> _What the task requires_
Please transcribe the entries that follow exactly as they stand, skipping each picture.

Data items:
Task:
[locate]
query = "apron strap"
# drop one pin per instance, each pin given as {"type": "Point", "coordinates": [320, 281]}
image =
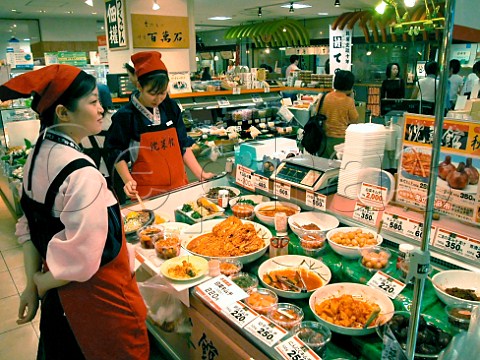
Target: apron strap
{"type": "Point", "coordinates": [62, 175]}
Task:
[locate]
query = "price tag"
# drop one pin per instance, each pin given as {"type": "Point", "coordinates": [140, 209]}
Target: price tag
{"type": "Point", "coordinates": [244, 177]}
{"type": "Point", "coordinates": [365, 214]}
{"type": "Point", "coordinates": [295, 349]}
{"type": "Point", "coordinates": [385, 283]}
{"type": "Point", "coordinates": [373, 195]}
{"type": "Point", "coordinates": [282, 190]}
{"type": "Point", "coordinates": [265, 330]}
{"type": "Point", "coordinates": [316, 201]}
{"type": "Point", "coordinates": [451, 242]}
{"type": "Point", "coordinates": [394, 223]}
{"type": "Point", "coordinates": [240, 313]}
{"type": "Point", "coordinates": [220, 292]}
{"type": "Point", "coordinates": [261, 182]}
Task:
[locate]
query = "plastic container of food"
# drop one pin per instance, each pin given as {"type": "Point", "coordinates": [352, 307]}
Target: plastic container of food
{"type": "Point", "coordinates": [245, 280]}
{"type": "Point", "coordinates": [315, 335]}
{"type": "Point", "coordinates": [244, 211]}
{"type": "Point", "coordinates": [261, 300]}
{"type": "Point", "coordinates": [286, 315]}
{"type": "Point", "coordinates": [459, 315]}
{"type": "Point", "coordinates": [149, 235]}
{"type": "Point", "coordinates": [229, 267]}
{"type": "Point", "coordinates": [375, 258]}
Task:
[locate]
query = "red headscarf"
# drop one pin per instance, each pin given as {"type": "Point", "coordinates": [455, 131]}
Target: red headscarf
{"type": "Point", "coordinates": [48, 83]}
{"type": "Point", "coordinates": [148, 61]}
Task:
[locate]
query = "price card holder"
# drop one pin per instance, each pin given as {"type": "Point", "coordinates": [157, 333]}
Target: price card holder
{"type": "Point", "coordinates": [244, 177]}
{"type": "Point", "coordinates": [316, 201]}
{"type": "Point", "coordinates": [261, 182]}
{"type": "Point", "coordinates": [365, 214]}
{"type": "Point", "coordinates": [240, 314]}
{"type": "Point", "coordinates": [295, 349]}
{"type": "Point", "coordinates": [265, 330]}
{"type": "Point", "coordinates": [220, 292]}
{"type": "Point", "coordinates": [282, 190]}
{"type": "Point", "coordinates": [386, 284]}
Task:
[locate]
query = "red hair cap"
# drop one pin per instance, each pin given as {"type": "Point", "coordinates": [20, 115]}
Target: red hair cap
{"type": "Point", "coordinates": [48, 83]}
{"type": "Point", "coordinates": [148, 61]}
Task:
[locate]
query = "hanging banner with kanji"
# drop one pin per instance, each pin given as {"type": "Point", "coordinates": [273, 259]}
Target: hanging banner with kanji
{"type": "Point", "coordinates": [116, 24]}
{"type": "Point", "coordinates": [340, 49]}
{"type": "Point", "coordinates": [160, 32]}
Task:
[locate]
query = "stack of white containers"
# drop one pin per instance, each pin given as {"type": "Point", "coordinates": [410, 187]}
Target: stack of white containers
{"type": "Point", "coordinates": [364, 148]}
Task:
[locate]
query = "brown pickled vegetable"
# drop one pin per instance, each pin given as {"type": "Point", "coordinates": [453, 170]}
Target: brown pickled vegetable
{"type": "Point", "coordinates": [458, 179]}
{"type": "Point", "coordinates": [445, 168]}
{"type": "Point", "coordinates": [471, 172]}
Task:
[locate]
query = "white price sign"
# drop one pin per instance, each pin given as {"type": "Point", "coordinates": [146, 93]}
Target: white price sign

> _Task output_
Task:
[locate]
query = "apron strap"
# drop one pin per instance, each pin given as {"type": "Point", "coordinates": [320, 281]}
image =
Target: apron strap
{"type": "Point", "coordinates": [62, 175]}
Task:
[locate]
query = "price tag"
# drop one pin per instance, each pin given as {"type": "Point", "coordinates": [140, 209]}
Target: price tag
{"type": "Point", "coordinates": [244, 177]}
{"type": "Point", "coordinates": [365, 214]}
{"type": "Point", "coordinates": [295, 349]}
{"type": "Point", "coordinates": [385, 283]}
{"type": "Point", "coordinates": [373, 195]}
{"type": "Point", "coordinates": [282, 190]}
{"type": "Point", "coordinates": [265, 330]}
{"type": "Point", "coordinates": [316, 201]}
{"type": "Point", "coordinates": [451, 242]}
{"type": "Point", "coordinates": [394, 223]}
{"type": "Point", "coordinates": [240, 313]}
{"type": "Point", "coordinates": [220, 292]}
{"type": "Point", "coordinates": [261, 182]}
Task:
[locate]
query = "plastic container of food"
# drop one pin per instance, each pin given as {"type": "Point", "coordinates": [352, 307]}
Target: plastic container of food
{"type": "Point", "coordinates": [245, 280]}
{"type": "Point", "coordinates": [315, 335]}
{"type": "Point", "coordinates": [244, 211]}
{"type": "Point", "coordinates": [261, 300]}
{"type": "Point", "coordinates": [286, 315]}
{"type": "Point", "coordinates": [459, 315]}
{"type": "Point", "coordinates": [149, 235]}
{"type": "Point", "coordinates": [229, 267]}
{"type": "Point", "coordinates": [375, 258]}
Task:
[locate]
query = "red headscarf"
# drop one pin per instance, each pin given as {"type": "Point", "coordinates": [455, 131]}
Target: red headscarf
{"type": "Point", "coordinates": [48, 83]}
{"type": "Point", "coordinates": [148, 61]}
Task:
[locate]
query = "price card holder"
# drop one pin per instance, each pin given as {"type": "Point", "coordinates": [157, 333]}
Target: price card holder
{"type": "Point", "coordinates": [244, 177]}
{"type": "Point", "coordinates": [316, 201]}
{"type": "Point", "coordinates": [261, 182]}
{"type": "Point", "coordinates": [365, 214]}
{"type": "Point", "coordinates": [240, 314]}
{"type": "Point", "coordinates": [295, 349]}
{"type": "Point", "coordinates": [265, 330]}
{"type": "Point", "coordinates": [220, 292]}
{"type": "Point", "coordinates": [282, 190]}
{"type": "Point", "coordinates": [386, 284]}
Task:
[locate]
query = "red hair cap"
# drop one pin per instance, each pin given as {"type": "Point", "coordinates": [20, 115]}
Target: red hair cap
{"type": "Point", "coordinates": [48, 83]}
{"type": "Point", "coordinates": [148, 61]}
Task:
[locate]
query = "hanging banner with kanji"
# drop one pin per instance, each pin given as {"type": "Point", "coordinates": [273, 259]}
Target: hanging banner with kanji
{"type": "Point", "coordinates": [116, 24]}
{"type": "Point", "coordinates": [340, 49]}
{"type": "Point", "coordinates": [160, 32]}
Task:
[locate]
query = "stack of white containers"
# drop one pin per instance, each pin given as {"type": "Point", "coordinates": [410, 187]}
Target: stack of white containers
{"type": "Point", "coordinates": [364, 148]}
Task:
[locate]
query = "brown pickled vegetable"
# drop one pin per instance, each pin given as {"type": "Point", "coordinates": [453, 170]}
Target: brown pickled vegetable
{"type": "Point", "coordinates": [458, 179]}
{"type": "Point", "coordinates": [445, 168]}
{"type": "Point", "coordinates": [471, 172]}
Task:
[locate]
query = "white price sign"
# drop one pin per instance, each pin given as {"type": "Point", "coordinates": [146, 93]}
Target: white price sign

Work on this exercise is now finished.